TO-DO ITEM :: Reproduce, character for character, the lines of the records from the line with "The document segments" up to and including the line with "box: [284, 632, 374, 685]", and output nothing else.

(EXERCISE DATA)

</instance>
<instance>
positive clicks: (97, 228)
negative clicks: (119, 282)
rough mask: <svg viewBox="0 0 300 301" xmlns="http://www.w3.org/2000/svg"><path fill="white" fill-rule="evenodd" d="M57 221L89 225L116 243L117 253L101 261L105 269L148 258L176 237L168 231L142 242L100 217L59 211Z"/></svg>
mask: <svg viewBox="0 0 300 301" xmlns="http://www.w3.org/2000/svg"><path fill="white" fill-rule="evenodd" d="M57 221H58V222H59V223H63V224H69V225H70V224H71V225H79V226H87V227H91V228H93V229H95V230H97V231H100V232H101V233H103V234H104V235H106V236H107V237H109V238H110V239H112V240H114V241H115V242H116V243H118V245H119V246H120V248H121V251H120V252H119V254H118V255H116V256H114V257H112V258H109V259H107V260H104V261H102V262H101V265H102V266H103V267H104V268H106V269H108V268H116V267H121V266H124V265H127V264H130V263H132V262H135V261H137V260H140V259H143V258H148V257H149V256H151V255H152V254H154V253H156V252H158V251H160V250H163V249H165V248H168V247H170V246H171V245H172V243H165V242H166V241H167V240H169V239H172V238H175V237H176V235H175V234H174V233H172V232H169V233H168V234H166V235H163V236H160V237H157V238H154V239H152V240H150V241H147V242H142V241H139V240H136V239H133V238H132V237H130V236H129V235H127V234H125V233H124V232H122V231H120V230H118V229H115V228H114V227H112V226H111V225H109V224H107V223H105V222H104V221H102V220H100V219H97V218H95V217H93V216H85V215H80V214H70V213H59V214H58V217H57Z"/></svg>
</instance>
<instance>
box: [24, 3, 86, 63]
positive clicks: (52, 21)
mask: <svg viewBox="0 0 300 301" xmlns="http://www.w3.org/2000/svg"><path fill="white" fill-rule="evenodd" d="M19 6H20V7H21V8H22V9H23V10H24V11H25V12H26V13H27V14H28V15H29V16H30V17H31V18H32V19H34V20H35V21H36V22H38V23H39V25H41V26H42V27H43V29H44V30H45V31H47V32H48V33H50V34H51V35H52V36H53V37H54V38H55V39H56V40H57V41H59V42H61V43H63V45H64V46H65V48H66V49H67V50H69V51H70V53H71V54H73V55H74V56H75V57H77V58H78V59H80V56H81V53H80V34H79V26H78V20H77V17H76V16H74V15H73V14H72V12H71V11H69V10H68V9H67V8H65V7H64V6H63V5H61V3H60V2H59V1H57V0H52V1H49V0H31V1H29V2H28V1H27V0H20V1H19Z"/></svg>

(End EXERCISE DATA)
(EXERCISE DATA)

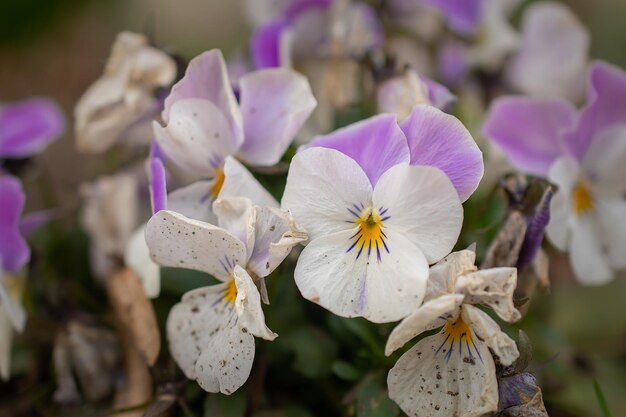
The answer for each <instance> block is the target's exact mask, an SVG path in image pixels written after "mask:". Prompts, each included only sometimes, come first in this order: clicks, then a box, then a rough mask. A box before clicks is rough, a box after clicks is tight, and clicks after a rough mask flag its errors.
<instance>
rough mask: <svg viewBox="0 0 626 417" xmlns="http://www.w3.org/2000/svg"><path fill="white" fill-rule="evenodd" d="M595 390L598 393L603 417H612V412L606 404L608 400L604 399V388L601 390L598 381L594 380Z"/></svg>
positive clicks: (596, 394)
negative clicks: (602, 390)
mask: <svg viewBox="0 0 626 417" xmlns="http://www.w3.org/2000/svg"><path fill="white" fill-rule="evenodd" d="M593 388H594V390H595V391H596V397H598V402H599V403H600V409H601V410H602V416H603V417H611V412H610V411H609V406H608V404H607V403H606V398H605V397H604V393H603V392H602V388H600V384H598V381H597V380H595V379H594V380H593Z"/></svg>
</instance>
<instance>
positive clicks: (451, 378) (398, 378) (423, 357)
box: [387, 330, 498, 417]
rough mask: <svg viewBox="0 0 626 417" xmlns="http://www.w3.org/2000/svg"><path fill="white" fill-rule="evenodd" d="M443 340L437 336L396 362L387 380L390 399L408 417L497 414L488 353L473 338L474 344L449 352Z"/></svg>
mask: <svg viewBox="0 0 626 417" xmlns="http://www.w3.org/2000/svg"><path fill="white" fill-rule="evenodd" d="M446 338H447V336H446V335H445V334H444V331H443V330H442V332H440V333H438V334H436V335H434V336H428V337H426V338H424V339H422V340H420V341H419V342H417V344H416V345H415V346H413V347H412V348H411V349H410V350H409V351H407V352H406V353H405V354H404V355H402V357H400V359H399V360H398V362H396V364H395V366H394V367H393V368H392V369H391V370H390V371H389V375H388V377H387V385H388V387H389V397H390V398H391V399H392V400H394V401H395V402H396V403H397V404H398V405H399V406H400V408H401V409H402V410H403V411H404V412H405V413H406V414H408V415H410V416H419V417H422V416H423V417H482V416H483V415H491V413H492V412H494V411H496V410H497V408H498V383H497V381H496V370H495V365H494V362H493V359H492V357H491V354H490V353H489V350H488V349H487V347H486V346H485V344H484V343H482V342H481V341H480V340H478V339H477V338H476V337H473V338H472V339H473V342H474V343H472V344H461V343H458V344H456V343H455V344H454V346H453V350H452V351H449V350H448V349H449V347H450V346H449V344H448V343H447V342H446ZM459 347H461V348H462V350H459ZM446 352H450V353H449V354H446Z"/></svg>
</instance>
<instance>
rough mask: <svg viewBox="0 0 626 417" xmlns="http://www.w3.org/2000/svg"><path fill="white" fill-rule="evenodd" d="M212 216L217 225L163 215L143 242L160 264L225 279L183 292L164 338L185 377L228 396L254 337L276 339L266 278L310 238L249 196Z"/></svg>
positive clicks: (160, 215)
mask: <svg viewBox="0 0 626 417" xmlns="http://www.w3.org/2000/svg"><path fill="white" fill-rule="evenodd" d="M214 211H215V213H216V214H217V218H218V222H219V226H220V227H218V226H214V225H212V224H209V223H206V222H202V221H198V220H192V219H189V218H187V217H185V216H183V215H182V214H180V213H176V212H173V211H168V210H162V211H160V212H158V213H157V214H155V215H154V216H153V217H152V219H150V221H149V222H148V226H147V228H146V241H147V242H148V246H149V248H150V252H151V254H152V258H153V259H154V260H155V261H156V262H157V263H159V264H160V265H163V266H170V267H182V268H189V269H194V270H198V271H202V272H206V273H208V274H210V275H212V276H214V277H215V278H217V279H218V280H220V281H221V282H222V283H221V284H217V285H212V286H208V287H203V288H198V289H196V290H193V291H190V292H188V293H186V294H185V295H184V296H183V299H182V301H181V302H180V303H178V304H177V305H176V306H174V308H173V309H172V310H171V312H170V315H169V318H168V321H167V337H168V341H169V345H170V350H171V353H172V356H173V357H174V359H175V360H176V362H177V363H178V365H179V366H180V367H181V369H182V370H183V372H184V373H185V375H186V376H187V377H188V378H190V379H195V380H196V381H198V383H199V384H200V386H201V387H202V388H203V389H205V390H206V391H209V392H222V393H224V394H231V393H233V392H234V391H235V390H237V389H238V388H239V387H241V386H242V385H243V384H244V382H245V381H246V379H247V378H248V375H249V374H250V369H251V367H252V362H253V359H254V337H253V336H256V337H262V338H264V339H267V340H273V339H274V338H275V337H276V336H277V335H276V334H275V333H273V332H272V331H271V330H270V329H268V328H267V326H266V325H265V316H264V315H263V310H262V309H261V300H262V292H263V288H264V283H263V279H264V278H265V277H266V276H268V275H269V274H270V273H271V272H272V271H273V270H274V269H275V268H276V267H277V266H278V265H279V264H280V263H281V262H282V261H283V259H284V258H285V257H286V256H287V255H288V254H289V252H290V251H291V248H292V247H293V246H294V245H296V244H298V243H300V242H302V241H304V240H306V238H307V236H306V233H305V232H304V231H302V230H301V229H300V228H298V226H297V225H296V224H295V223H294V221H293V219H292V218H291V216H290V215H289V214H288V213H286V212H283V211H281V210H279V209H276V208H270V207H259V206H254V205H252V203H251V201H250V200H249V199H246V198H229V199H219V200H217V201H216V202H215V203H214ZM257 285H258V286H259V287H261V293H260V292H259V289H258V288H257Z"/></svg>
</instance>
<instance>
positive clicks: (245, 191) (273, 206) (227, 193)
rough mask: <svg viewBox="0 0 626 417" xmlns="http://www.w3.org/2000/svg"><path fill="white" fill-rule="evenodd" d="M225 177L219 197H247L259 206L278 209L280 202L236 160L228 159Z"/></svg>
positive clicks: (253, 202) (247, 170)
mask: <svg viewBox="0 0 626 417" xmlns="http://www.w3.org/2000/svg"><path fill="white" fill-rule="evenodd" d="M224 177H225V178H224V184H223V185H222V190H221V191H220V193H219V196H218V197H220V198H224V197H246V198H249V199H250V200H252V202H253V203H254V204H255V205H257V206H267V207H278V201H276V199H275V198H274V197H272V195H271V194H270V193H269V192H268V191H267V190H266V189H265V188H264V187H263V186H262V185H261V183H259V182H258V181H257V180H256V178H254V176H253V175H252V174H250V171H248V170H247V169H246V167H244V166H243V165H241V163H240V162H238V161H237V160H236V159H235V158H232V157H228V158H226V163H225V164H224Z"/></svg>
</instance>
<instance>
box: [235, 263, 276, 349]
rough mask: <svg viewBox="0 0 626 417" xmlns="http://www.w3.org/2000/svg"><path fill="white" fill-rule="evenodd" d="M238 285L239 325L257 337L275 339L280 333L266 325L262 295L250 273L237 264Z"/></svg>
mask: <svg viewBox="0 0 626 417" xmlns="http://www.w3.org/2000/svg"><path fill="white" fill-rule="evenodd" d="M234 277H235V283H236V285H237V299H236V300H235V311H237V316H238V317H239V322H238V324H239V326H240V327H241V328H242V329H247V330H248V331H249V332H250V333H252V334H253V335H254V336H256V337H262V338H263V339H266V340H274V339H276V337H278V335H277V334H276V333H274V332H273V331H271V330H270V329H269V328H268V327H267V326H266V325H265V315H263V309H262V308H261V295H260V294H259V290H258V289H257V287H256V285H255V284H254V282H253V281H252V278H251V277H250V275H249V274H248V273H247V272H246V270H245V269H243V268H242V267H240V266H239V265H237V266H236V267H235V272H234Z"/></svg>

(End EXERCISE DATA)
(EXERCISE DATA)

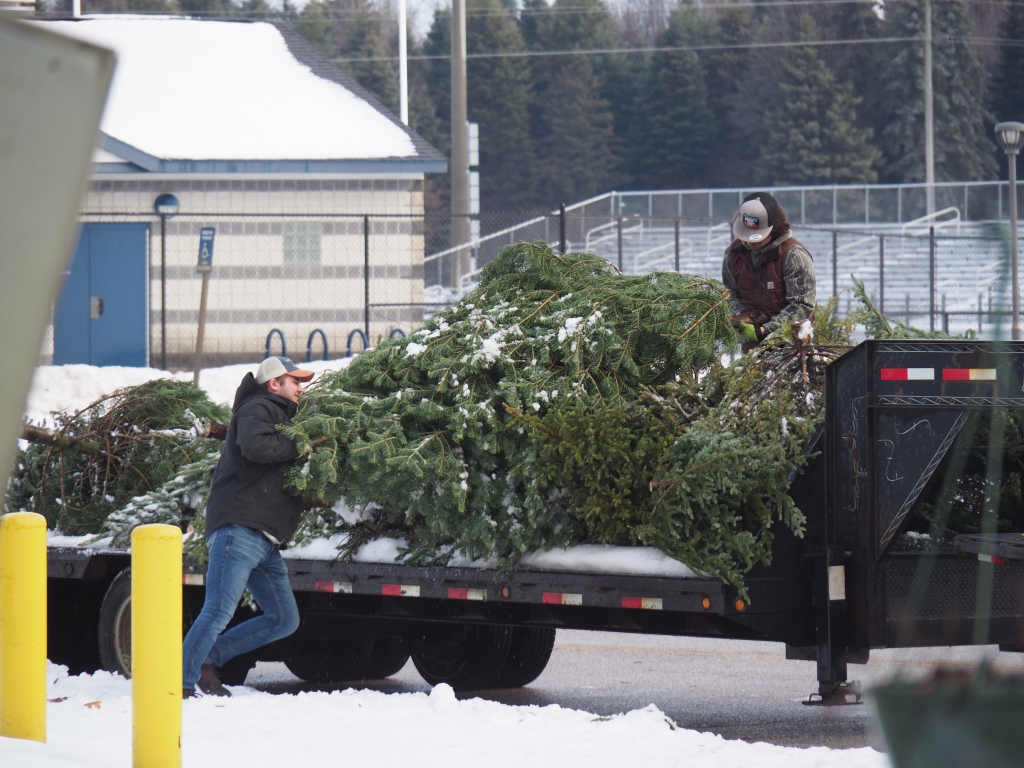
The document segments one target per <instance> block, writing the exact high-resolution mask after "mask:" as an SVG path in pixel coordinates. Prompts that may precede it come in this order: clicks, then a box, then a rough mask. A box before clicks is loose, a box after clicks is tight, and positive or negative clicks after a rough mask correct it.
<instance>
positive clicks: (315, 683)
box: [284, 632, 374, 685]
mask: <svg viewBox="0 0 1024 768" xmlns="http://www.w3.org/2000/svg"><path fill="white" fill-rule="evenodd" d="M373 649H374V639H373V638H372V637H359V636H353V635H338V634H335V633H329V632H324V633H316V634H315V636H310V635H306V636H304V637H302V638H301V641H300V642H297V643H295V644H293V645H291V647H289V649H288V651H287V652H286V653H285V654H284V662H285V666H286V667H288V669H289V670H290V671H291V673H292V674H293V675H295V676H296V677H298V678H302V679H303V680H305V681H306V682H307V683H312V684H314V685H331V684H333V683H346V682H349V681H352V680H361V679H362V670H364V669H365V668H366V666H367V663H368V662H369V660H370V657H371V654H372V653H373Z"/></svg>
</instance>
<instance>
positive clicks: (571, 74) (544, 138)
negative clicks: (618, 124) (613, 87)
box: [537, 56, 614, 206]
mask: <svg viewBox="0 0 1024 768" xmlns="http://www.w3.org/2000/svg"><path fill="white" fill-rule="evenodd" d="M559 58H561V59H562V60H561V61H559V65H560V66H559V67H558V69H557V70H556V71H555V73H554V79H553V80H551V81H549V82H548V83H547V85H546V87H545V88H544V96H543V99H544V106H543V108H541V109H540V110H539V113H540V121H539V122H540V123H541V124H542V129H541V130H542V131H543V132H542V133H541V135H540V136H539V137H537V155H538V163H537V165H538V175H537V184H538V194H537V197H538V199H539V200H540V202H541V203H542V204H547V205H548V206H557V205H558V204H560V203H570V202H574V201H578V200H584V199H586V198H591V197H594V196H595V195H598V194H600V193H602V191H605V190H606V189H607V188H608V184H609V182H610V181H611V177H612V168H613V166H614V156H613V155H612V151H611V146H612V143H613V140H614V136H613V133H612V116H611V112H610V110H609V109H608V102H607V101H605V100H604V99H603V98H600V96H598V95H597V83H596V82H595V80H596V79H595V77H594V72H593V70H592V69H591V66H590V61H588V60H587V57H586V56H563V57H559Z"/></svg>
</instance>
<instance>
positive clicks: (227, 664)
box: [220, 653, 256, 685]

(End EXERCISE DATA)

WRITTEN ANSWER ::
The document segments one target per <instance> block, writing the exact high-resolution mask after "mask:" as an SVG path in pixel coordinates. Prompts that may precede it come in this order: clicks, then a box, then a rough mask. A box before clicks is loose, a box after clicks is tight, and positive or negative clicks after a rough mask correct it.
<instance>
positive clicks: (315, 683)
box: [284, 632, 374, 685]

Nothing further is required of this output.